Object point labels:
+++++

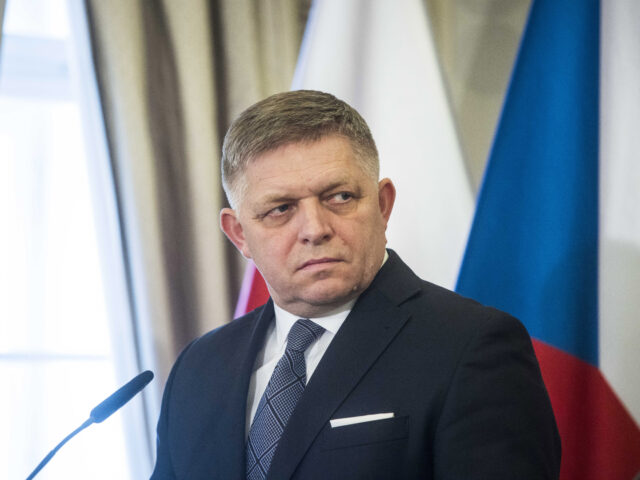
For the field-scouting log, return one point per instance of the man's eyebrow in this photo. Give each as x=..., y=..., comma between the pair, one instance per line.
x=278, y=198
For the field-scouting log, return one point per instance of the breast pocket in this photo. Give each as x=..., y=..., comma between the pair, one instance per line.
x=377, y=431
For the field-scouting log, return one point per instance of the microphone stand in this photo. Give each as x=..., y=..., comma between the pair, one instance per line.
x=102, y=411
x=46, y=459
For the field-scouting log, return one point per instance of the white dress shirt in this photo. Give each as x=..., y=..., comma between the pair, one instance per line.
x=276, y=343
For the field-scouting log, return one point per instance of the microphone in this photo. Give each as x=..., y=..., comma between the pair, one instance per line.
x=102, y=411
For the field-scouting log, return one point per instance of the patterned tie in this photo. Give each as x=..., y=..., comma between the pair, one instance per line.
x=280, y=398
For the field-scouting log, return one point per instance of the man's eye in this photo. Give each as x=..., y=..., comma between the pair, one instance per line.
x=342, y=197
x=279, y=210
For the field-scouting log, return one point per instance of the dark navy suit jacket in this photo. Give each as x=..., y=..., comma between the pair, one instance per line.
x=461, y=379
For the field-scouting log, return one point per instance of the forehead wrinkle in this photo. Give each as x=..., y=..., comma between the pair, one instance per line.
x=305, y=191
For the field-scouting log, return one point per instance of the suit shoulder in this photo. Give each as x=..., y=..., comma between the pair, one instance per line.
x=455, y=313
x=228, y=337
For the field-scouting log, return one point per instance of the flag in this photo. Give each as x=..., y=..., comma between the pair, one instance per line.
x=379, y=56
x=534, y=246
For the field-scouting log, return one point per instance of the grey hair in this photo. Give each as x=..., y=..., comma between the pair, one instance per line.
x=298, y=116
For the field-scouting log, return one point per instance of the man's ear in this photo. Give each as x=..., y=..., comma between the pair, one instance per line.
x=232, y=228
x=386, y=198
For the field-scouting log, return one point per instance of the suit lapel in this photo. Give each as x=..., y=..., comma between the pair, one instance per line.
x=370, y=327
x=225, y=457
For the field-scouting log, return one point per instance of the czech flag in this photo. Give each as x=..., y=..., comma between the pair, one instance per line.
x=556, y=238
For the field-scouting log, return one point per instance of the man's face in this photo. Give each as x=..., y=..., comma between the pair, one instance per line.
x=313, y=222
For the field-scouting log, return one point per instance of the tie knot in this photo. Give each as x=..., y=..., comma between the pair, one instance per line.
x=302, y=334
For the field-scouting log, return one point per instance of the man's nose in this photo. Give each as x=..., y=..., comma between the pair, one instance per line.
x=315, y=226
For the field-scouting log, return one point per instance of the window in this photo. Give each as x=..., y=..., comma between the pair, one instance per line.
x=59, y=355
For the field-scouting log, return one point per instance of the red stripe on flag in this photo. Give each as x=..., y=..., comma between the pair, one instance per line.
x=253, y=293
x=599, y=437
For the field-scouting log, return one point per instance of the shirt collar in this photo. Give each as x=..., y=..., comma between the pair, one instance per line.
x=330, y=322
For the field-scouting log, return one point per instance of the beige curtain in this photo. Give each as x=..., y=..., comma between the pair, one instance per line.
x=171, y=76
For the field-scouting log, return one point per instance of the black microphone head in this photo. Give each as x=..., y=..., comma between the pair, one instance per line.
x=120, y=397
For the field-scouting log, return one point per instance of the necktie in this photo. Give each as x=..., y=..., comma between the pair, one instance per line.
x=280, y=398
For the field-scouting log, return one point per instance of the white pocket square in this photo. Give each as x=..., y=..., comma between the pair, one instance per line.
x=341, y=422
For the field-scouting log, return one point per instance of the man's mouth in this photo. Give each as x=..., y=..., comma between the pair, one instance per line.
x=318, y=261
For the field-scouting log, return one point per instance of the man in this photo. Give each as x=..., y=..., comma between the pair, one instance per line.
x=355, y=368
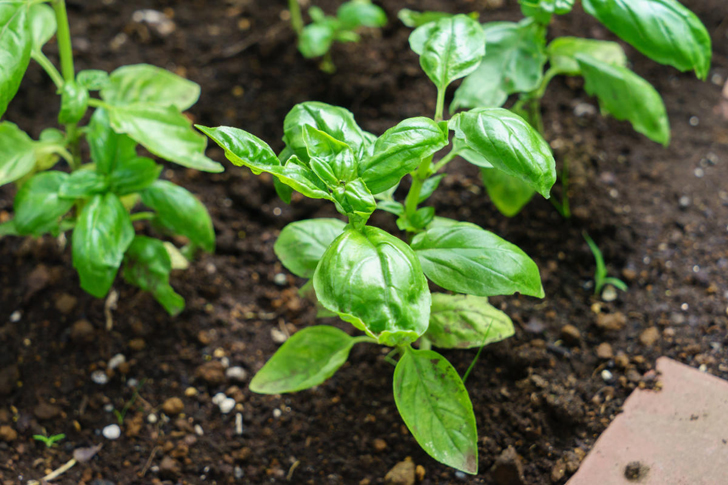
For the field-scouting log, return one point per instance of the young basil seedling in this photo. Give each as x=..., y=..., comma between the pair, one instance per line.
x=138, y=105
x=375, y=280
x=517, y=53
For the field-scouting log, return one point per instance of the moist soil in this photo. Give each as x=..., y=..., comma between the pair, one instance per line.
x=541, y=398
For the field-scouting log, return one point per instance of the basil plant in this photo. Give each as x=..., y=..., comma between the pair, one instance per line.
x=97, y=200
x=517, y=53
x=315, y=39
x=380, y=283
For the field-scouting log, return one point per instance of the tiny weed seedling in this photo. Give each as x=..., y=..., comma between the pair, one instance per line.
x=517, y=54
x=600, y=274
x=138, y=105
x=377, y=281
x=316, y=38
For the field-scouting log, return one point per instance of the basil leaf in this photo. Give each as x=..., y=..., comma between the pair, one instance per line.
x=663, y=30
x=453, y=49
x=508, y=194
x=147, y=265
x=82, y=184
x=17, y=152
x=435, y=406
x=467, y=259
x=513, y=63
x=38, y=207
x=16, y=41
x=301, y=245
x=142, y=83
x=180, y=211
x=626, y=96
x=307, y=359
x=165, y=132
x=465, y=322
x=133, y=175
x=102, y=235
x=562, y=53
x=373, y=280
x=507, y=142
x=399, y=151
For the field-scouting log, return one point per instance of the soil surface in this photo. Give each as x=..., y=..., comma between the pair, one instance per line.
x=541, y=398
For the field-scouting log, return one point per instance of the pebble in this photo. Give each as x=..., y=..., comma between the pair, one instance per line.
x=111, y=432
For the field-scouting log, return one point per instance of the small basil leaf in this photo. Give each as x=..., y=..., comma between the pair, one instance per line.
x=626, y=96
x=301, y=245
x=307, y=359
x=147, y=265
x=467, y=259
x=37, y=205
x=102, y=235
x=374, y=281
x=435, y=406
x=465, y=322
x=180, y=211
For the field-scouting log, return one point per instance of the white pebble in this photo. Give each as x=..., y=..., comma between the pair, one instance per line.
x=111, y=432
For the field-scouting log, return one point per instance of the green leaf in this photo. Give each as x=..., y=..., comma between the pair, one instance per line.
x=663, y=30
x=626, y=96
x=435, y=406
x=509, y=194
x=454, y=49
x=361, y=13
x=42, y=24
x=147, y=265
x=180, y=212
x=133, y=175
x=399, y=151
x=307, y=359
x=83, y=184
x=102, y=235
x=506, y=142
x=165, y=132
x=16, y=41
x=513, y=63
x=374, y=281
x=17, y=152
x=301, y=245
x=465, y=322
x=74, y=103
x=467, y=259
x=142, y=83
x=37, y=205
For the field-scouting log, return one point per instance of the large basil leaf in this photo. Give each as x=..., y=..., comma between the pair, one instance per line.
x=307, y=359
x=508, y=194
x=435, y=406
x=16, y=41
x=142, y=83
x=507, y=142
x=626, y=96
x=38, y=207
x=180, y=211
x=513, y=63
x=562, y=53
x=374, y=281
x=301, y=245
x=467, y=259
x=147, y=265
x=663, y=30
x=454, y=48
x=399, y=151
x=102, y=235
x=465, y=321
x=165, y=132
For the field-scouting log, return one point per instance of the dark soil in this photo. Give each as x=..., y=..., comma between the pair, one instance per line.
x=659, y=215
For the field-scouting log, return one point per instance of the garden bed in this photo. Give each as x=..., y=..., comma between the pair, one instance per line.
x=659, y=215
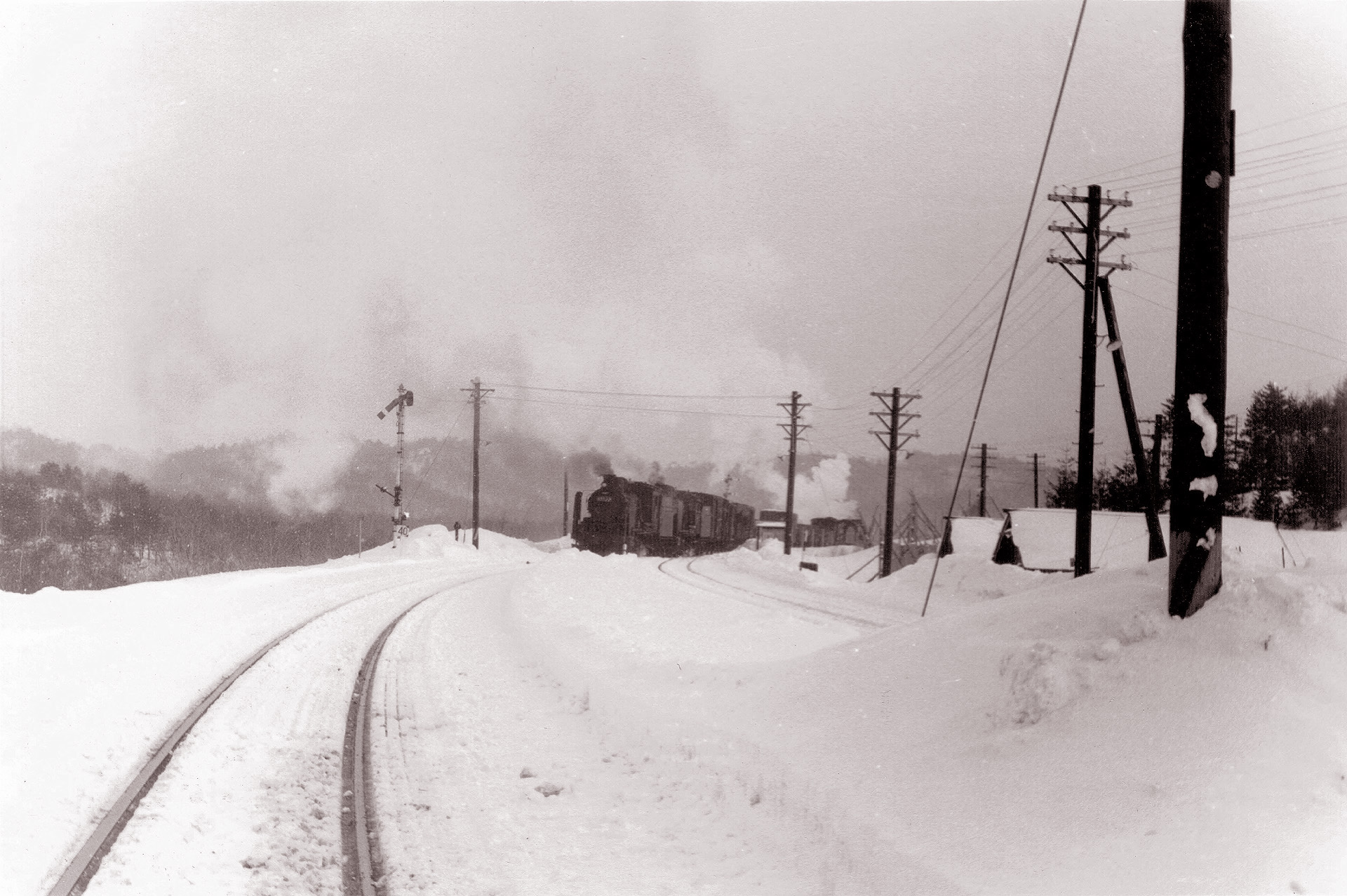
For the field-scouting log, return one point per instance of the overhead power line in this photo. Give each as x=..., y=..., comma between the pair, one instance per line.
x=640, y=395
x=639, y=410
x=1014, y=267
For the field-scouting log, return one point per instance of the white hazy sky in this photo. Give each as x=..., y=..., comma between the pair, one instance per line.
x=225, y=221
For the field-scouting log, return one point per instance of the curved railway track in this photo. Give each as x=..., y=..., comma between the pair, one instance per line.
x=811, y=608
x=360, y=878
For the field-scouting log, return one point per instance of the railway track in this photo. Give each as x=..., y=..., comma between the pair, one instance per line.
x=695, y=577
x=88, y=859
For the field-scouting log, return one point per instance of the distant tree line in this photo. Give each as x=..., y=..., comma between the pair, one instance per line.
x=1287, y=464
x=61, y=526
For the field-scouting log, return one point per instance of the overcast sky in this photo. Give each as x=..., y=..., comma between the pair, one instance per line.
x=228, y=221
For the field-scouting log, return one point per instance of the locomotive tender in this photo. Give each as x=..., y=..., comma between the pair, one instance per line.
x=647, y=519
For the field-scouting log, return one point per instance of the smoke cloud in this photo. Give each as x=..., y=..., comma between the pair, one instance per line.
x=819, y=492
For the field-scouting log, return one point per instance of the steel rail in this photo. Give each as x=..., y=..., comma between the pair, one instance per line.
x=360, y=872
x=771, y=597
x=86, y=860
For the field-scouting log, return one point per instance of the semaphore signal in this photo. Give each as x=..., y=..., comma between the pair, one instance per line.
x=402, y=403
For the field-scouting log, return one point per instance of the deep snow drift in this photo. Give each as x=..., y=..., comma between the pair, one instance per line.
x=1035, y=733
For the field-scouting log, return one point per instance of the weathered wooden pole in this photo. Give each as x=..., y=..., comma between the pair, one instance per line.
x=1145, y=486
x=1089, y=333
x=1199, y=452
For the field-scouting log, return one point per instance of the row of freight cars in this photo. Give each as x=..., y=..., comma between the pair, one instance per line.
x=648, y=519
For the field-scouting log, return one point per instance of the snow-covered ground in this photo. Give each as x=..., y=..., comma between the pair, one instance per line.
x=554, y=723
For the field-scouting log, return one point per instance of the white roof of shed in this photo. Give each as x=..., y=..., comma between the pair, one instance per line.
x=976, y=535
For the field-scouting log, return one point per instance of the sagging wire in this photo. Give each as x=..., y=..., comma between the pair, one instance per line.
x=1014, y=267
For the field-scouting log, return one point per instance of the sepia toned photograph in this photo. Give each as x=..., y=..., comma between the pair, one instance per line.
x=674, y=448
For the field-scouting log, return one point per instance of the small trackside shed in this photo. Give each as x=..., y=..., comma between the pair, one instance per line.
x=974, y=535
x=1044, y=540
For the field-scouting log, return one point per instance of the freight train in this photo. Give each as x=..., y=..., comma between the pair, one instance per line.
x=647, y=519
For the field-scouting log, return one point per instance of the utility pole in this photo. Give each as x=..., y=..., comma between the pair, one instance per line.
x=1158, y=439
x=1092, y=229
x=402, y=403
x=982, y=483
x=1036, y=479
x=792, y=430
x=477, y=394
x=894, y=407
x=1198, y=442
x=1129, y=414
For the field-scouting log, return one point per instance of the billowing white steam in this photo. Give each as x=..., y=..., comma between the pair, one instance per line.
x=819, y=492
x=307, y=468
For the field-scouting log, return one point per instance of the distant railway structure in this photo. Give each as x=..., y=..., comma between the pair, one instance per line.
x=401, y=516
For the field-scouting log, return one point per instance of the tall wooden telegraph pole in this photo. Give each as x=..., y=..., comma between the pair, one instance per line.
x=476, y=396
x=1198, y=437
x=1092, y=231
x=897, y=417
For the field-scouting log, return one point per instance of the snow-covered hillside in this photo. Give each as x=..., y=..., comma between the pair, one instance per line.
x=572, y=724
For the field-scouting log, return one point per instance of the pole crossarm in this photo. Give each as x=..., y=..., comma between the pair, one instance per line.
x=1115, y=266
x=1075, y=197
x=1067, y=228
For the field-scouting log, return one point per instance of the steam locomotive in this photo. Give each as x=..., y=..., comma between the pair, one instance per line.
x=647, y=519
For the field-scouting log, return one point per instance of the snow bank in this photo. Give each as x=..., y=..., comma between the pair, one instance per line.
x=1075, y=739
x=1035, y=733
x=437, y=542
x=92, y=681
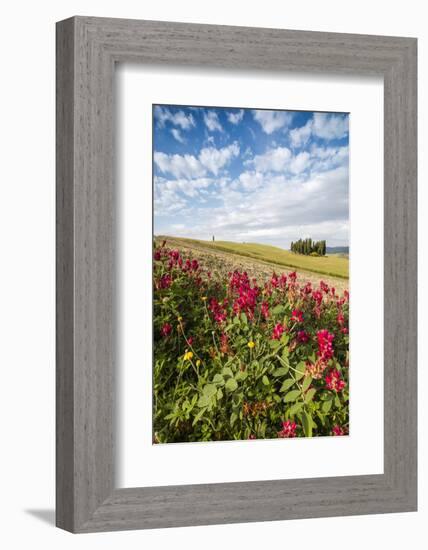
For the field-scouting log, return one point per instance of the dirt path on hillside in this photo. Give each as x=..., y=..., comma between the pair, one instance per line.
x=222, y=262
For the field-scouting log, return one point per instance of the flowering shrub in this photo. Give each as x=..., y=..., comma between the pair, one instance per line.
x=238, y=358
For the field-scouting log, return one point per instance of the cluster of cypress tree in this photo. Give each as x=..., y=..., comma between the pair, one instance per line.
x=307, y=246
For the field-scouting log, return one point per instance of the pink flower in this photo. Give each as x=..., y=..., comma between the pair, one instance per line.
x=334, y=380
x=165, y=281
x=288, y=429
x=265, y=310
x=340, y=319
x=218, y=311
x=292, y=276
x=166, y=330
x=277, y=331
x=324, y=287
x=338, y=430
x=297, y=316
x=302, y=336
x=325, y=344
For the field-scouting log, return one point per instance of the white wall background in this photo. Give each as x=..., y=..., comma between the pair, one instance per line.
x=27, y=271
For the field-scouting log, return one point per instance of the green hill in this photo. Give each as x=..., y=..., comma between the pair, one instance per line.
x=335, y=265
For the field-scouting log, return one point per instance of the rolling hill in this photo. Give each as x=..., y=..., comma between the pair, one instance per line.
x=335, y=265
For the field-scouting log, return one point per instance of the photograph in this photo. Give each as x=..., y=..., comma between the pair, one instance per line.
x=250, y=273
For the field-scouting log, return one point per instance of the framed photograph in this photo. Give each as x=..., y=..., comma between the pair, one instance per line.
x=236, y=274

+++++

## Exercise instructions
Rewrite the rows from the start through the line that contains "x=276, y=343", swapping every "field-scouting log" for "site survey log" and changing nothing else. Leave the pictures out of your answer.

## Completed task
For the site survey log, return one point per instance of the man's eyebrow in this photo. Give each as x=..., y=..., comma between the pair, one instance per line.
x=278, y=198
For the site survey log, return one point per instance of the breast pocket in this photo. Give each as x=..., y=..., comma between the pair, one instance per line.
x=377, y=431
For the site survey log, return one point per instance of the microphone stand in this photo. Give each as x=..., y=..., comma between the pair, one instance per line.
x=102, y=411
x=46, y=459
For the site survey log, return one point per instance of the white dress shirt in this photo. Give each as x=..., y=..., comma between the pair, one instance per line.
x=276, y=343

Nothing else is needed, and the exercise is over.